Источник
= = =
Стиль
Впечатления Заражение + удивление. Что такое конструктивизм в музыке и как его понимать
Стиль
Впечатления Заражение + удивление. Что такое конструктивизм в музыке и как его понимать
Впечатления

Заражение + удивление. Что такое конструктивизм в музыке и как его понимать

Фото: sound up
В центре «Зотов» пройдет фестиваль Sound Up forte, на нескольких концертах которого прозвучит музыка конструктивизма. По случаю разбираемся, как она зарождалась и какие черты были ей свойственны

24 марта фестиваль фортепианной музыки Sound Up forte впервые пройдет в здании бывшего хлебозавода, сегодня ставшего центром конструктивизма «Зотов». Логика места и действительно круглая дата (а конструктивизм продолжает отмечать свое столетие) диктуют и контекст программы. За конструктивизм в музыке в этот вечер будет отвечать пианист Михаил Дубов, который исполнит сочинения Александра Мосолова, Артура Лурье, Дмитрия Шостаковича и других композиторов, воплощавших конструктивисткие идеи не в архитектуре, но в нотах. Впрочем, синтез времен, направлений и жанров — известная сторона Sound Up, так что и в этот вечер прошлое соединится с настоящим, а Восток — с Западом. Мария Садурдинова и Ульяна Ловчикова возьмутся за программу сочинений для двух роялей, состоящую из российских премьер произведений Дэвида Лэнга, Мередит Монк, Джона Адамса и других героев сегодняшнего дня, а пианист и композитор Риад Маммадов, в свою очередь, исполнит собственные фортепианные пьесы в мугамных и джаз-мугамных ладах, а также впервые представит на публике сочинение из цикла «Lieder ohne Worte». Так в здании бывшего хлебозавода соединятся эпохи и мотивы. Журналист Денис Бояринов по просьбе «РБК Стиль» возвращается к истокам и рассказывает, чем был характерен конструктивизм в музыке, ставший опорной точкой для сложившейся фестивальной программы.

«Мы объявляем непримиримую войну искусству!» — этими словами открывается манифест «Конструктивизм», написанный первым теоретиком нового движения, Алексеем Ганом в 1922 году. Под «искусством» здесь понимается культура прошлого: с точки зрения генерации пролетарских художников, появившихся после Октябрьской революции, она — утеха буржуазии, кутающаяся в наряды теологии, мистики и метафизики. Ей на смену «выступает конструктивизм — стройное дитя индустриальной культуры», — продолжает Ган в своем манифесте.

Победить «буржуазное» метафизическое искусство пролетарским художникам не удалось, однако они добились многого: конструктивизм, одно из ответвлений советского авангарда, — возможно, наиболее известное и влиятельное русское арт-течение ХХ века. Имена родоначальников конструктивизма — художников Владимира Татлина, Варвары Степановой и Александра Родченко, театрального режиссера Всеволода Мейерхольда, архитекторов Константина Мельникова, братьев Весниных и других — хорошо известны во всем мире. Их убеждения в необходимости тотальной эстетической революции были созвучны настроениям великой смены эпох, а потому оказались восприняты и современниками, и последующими поколениями, до сих пор резонируя в пространстве культуры.
= = =
Фрагменты листинга
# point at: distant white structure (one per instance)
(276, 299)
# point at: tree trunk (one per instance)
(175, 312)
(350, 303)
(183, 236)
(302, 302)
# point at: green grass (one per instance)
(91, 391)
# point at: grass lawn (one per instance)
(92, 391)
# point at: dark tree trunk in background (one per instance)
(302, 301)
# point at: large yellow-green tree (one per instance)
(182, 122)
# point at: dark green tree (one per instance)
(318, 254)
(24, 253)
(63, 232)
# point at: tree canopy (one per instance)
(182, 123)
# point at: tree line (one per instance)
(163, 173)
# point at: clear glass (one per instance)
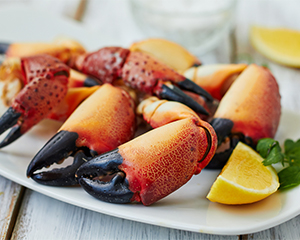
(199, 25)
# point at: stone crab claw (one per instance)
(155, 164)
(250, 110)
(105, 120)
(45, 81)
(142, 72)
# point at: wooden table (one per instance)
(26, 214)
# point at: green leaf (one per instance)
(274, 156)
(288, 145)
(289, 177)
(264, 146)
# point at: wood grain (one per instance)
(42, 217)
(10, 196)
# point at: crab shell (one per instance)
(253, 104)
(172, 155)
(102, 121)
(215, 78)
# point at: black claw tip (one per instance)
(175, 94)
(62, 176)
(8, 119)
(222, 127)
(4, 47)
(114, 191)
(189, 85)
(59, 147)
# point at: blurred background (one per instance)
(128, 21)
= = =
Задания для выполнения
a – Ответьте на вопросы по тексту о конструктивизме в музыке:
(i) Какого числа фестиваль Sound Up forte пройдет в центре «Зотов»?
(ii) Какой пианист исполнит сочинения конструктивистов?
(iii) Кто написал манифест «Конструктивизм» и в каком году?
b – Продолжите текст о конструктивизме в музыке с того места, на котором он обрывается.
Листинг служит самостоятельным материалом и с текстом не связан.

Ответы к заданиям
a –
(i) 24 марта.
(ii) Михаил Дубов.
(iii) Алексей Ган, 1922 год.

b –
Адепты конструктивизма стремились подчинить всю человеческую жизнь функциональности и индустрии. Не с целью «обездушить» ее, лишив человека счастья — напротив, пророки конструктивизма грезили о новой утопии, в которой мир людей станет более рациональным, экономным, справедливым и гармоничным; средством достижения всего этого им виделась всепроникающая механизация. Наиболее известны воплощения принципов конструктивизма в архитектуре: промышленные сооружения, дома-коммуны и дома культуры в Москве, Санкт-Петербурге, Иванове, Екатеринбурге, Нижнем Новгороде и других российских городах. Однако эта эстетическая концепция значительно повлияла и на другие искусства — в том числе музыку — и прекратила существование лишь в начале 1930-х, когда конструктивистов объявили «формалистами», а по мере стремительного ухудшения политического климата в советском искусстве начал происходить поворот к социалистическому реализму и пышной неоклассической эстетике, известной как «сталинский ампир».

Фото: Центр «Зотов»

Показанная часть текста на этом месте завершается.